◆ **Page text**:
Silicon Valley transit agency brings remote workers back to the office
VTA headquarters on North First Street in San Jose. Photo by Tran Nguyen.

VTA is having its remote workers return to the office—and some say that puts them at risk.

“We’re not opposed to coming back to the office, we just want to do it in a safe, logical way,” said Tammy Dhanota, a public communications specialist and VTA chapter chair at SEIU Local 521. The union includes VTA’s administrative employees.

Workers at VTA’s administrative offices, including the River Oaks headquarters on North First Street, will go back on a hybrid schedule starting Tuesday.

“Hybrid and staggered schedules are yet another way we are trying to support our employees without requiring them to be fully in the office five days a week,” VTA officials said in a statement to San José Spotlight. “Although we believe those working from home remained productive, there is still much to be said about the benefits of in-person collaboration and showing support of 75% of our VTA workforce that could not do their jobs from home.”

VTA officials said about 300 employees worked from home during the pandemic. About 52% of its total workforce is vaccinated, though it’s not known what percentage of office employees are vaccinated, according to VTA.

Dhanota said workers in the transportation agency’s finance department returned to the office a few weeks ago. She said the department’s workers needed to go back into the office to fix timecards, many of which were inaccurate following a cyber attack against the agency in April.

One worker has already tested positive for COVID-19 at the River Oaks office, according to an email sent to employees Monday.

VTA sent its workers an email on Monday saying an employee tested positive for COVID-19 after returning to the office.

Dhanota said workers are afraid that bringing people back to the office too early could result in larger outbreaks.

“Just because you’re vaccinated doesn’t mean you can’t get COVID,” Dhanota said. “It really just put a lot of panic in a lot of people in the last 24 to 48 hours.”

Employees want to retain the right to work remotely, according to Stanley Young, a representative with IFPTE Local 21, the union for VTA’s engineers, architects and cost and schedule coordinators.

◆ **Exercise requirements**:
Transcribe everything in the VTA article from "Dhanota said workers in" down to "agency in April.".

◆ **Supplied data**:

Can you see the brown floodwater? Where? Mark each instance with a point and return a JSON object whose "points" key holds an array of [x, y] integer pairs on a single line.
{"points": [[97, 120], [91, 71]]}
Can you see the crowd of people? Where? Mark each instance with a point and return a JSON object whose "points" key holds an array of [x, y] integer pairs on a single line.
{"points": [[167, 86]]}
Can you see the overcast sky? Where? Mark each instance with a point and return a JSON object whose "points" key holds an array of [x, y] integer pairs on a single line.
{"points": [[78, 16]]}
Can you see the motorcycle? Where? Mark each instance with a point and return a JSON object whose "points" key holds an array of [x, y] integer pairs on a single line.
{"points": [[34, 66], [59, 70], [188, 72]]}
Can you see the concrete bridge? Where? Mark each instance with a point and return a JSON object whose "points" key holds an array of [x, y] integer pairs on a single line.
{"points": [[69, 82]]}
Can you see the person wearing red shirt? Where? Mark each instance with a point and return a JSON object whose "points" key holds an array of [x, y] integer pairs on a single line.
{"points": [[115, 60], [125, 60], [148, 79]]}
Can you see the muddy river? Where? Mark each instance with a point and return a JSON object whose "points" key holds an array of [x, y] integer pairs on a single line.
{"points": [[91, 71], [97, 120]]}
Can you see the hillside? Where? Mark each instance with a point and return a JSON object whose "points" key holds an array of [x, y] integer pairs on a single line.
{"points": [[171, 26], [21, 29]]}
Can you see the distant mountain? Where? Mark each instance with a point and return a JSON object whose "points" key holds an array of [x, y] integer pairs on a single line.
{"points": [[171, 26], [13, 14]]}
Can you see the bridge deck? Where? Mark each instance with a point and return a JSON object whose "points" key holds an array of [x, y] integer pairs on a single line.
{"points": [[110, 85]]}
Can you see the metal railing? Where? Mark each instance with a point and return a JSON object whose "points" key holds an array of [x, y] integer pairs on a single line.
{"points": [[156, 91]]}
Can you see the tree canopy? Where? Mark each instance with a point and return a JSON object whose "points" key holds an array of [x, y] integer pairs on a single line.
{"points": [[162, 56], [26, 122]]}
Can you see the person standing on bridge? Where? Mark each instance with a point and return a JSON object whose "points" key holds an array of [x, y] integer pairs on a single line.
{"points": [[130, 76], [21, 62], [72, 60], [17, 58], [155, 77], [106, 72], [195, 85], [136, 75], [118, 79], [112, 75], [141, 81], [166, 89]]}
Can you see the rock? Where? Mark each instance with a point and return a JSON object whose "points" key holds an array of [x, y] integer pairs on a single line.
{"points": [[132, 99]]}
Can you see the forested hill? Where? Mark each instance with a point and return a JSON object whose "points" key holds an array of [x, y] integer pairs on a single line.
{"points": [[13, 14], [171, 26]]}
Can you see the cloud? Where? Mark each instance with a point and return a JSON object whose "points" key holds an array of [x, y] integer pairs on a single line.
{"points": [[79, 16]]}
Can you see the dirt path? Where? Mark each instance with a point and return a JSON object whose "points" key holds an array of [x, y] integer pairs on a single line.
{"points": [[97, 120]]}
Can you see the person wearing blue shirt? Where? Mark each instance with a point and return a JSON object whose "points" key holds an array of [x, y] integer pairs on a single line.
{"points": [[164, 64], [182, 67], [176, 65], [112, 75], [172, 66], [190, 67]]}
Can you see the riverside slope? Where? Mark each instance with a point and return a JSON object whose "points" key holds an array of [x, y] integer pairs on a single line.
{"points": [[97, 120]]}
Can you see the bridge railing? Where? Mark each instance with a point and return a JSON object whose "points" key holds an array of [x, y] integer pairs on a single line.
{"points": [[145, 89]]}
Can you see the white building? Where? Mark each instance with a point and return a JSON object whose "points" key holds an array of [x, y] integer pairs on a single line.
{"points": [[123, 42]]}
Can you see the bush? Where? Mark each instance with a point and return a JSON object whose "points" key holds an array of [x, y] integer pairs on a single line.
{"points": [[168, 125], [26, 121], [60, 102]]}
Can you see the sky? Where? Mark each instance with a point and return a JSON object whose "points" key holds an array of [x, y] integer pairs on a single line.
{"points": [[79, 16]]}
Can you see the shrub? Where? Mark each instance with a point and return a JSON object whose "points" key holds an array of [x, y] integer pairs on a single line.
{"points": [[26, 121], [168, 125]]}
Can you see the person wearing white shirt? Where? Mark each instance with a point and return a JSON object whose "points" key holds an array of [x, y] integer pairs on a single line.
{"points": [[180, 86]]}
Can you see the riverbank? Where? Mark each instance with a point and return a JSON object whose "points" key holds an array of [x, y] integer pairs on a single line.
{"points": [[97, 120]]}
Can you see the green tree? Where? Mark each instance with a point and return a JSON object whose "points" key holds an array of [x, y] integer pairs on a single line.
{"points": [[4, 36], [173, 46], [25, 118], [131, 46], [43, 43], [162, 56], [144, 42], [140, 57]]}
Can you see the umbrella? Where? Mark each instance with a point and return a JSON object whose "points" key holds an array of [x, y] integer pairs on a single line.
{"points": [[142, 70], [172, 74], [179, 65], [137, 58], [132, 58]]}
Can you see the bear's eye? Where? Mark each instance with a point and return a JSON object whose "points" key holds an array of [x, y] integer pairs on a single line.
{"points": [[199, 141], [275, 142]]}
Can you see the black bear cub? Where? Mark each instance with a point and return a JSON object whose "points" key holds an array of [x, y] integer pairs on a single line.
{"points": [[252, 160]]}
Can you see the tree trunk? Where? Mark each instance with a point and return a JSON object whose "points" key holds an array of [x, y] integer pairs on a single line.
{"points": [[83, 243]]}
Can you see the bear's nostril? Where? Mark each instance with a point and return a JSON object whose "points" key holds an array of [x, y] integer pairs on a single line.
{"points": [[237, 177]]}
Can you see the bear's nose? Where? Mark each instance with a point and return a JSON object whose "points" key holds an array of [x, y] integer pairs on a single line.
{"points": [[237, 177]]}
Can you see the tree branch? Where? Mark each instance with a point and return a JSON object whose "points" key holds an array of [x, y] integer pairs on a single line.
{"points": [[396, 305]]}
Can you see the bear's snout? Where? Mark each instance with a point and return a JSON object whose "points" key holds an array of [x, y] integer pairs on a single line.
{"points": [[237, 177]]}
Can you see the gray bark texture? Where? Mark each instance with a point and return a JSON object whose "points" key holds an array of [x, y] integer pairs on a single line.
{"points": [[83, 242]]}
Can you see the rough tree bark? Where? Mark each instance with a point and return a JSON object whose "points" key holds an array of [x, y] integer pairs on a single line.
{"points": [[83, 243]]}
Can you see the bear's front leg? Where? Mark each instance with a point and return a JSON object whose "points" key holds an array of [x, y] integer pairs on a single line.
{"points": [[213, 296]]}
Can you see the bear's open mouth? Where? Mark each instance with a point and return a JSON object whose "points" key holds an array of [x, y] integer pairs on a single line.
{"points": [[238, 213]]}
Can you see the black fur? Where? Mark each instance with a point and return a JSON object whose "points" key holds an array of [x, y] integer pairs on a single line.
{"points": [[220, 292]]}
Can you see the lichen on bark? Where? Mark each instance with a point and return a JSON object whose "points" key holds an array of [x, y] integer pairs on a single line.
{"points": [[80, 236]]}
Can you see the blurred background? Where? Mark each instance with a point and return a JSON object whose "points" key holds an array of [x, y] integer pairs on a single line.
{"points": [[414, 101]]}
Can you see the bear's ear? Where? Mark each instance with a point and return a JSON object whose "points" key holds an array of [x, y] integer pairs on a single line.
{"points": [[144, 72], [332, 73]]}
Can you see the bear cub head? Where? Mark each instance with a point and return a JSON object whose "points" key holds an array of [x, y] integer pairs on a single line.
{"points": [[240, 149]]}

◆ **Answer space**:
Dhanota said workers in the transportation agency’s finance department returned to the office a few weeks ago. She said the department’s workers needed to go back into the office to fix timecards, many of which were inaccurate following a cyber attack against the agency in April.